Record set:

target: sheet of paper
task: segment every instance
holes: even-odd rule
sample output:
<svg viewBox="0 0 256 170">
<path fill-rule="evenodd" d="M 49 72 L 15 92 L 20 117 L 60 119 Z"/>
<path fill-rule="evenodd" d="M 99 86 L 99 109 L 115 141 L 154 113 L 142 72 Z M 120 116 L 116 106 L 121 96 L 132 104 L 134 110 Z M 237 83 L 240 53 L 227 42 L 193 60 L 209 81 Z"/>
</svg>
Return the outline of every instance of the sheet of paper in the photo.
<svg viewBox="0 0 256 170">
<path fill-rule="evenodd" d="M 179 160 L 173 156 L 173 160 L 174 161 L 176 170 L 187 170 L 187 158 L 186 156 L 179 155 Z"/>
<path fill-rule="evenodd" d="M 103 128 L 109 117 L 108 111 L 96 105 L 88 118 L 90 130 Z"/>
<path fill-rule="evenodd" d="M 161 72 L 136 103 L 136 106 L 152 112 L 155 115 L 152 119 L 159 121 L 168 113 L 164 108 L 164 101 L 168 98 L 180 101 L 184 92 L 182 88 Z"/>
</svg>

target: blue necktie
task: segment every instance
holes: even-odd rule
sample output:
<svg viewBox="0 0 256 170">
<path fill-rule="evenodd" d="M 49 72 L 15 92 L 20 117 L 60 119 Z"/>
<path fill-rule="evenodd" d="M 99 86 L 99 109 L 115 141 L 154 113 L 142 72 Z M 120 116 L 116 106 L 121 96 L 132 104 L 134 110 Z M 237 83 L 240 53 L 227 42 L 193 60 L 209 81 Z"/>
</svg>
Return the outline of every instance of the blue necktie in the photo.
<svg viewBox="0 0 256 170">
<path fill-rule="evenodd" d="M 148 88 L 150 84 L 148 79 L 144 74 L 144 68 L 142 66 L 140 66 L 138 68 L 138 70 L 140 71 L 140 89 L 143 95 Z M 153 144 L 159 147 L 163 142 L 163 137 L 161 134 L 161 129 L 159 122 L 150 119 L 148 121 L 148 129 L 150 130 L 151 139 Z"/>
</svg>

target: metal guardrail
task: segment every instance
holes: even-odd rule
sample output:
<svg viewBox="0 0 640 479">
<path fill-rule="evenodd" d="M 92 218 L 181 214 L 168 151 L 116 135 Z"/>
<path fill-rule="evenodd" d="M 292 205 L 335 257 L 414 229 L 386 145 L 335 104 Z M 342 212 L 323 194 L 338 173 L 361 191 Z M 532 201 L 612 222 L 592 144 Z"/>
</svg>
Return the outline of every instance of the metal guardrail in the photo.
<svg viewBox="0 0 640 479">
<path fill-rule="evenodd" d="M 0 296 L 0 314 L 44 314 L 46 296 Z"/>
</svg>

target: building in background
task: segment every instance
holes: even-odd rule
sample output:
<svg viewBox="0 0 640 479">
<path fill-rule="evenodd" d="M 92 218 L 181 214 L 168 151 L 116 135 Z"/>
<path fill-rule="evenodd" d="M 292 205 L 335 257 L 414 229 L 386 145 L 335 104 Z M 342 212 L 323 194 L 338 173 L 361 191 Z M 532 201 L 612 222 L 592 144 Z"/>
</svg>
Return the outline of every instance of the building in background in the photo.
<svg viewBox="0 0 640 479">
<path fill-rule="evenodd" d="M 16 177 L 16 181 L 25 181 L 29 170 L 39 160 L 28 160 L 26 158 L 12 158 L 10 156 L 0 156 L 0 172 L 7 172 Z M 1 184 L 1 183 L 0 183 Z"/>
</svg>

What you are asked to do:
Reproduce verbatim the lines from the one containing "target: metal guardrail" through the final line of the records, including both ends.

Result of the exercise:
target: metal guardrail
task: segment every instance
holes: even-odd rule
sample output:
<svg viewBox="0 0 640 479">
<path fill-rule="evenodd" d="M 92 218 L 181 214 L 168 151 L 116 135 Z"/>
<path fill-rule="evenodd" d="M 292 205 L 335 257 L 414 229 L 386 145 L 335 104 Z M 342 212 L 323 194 L 338 173 L 361 191 Z M 532 201 L 612 222 L 592 144 Z"/>
</svg>
Return the outline of every instance of the metal guardrail in the photo.
<svg viewBox="0 0 640 479">
<path fill-rule="evenodd" d="M 0 296 L 0 314 L 44 314 L 46 296 Z"/>
</svg>

target: building in background
task: segment every instance
holes: even-odd rule
sample output:
<svg viewBox="0 0 640 479">
<path fill-rule="evenodd" d="M 92 218 L 181 214 L 168 151 L 116 135 Z"/>
<path fill-rule="evenodd" d="M 292 205 L 335 257 L 414 229 L 386 145 L 335 104 Z M 342 212 L 323 194 L 338 173 L 361 191 Z M 532 201 L 612 222 L 592 144 Z"/>
</svg>
Return the outline of every instance of the building in background in the photo.
<svg viewBox="0 0 640 479">
<path fill-rule="evenodd" d="M 16 177 L 16 181 L 25 181 L 29 170 L 39 160 L 28 160 L 26 158 L 12 158 L 10 156 L 0 156 L 0 172 L 7 172 Z M 1 184 L 1 183 L 0 183 Z"/>
</svg>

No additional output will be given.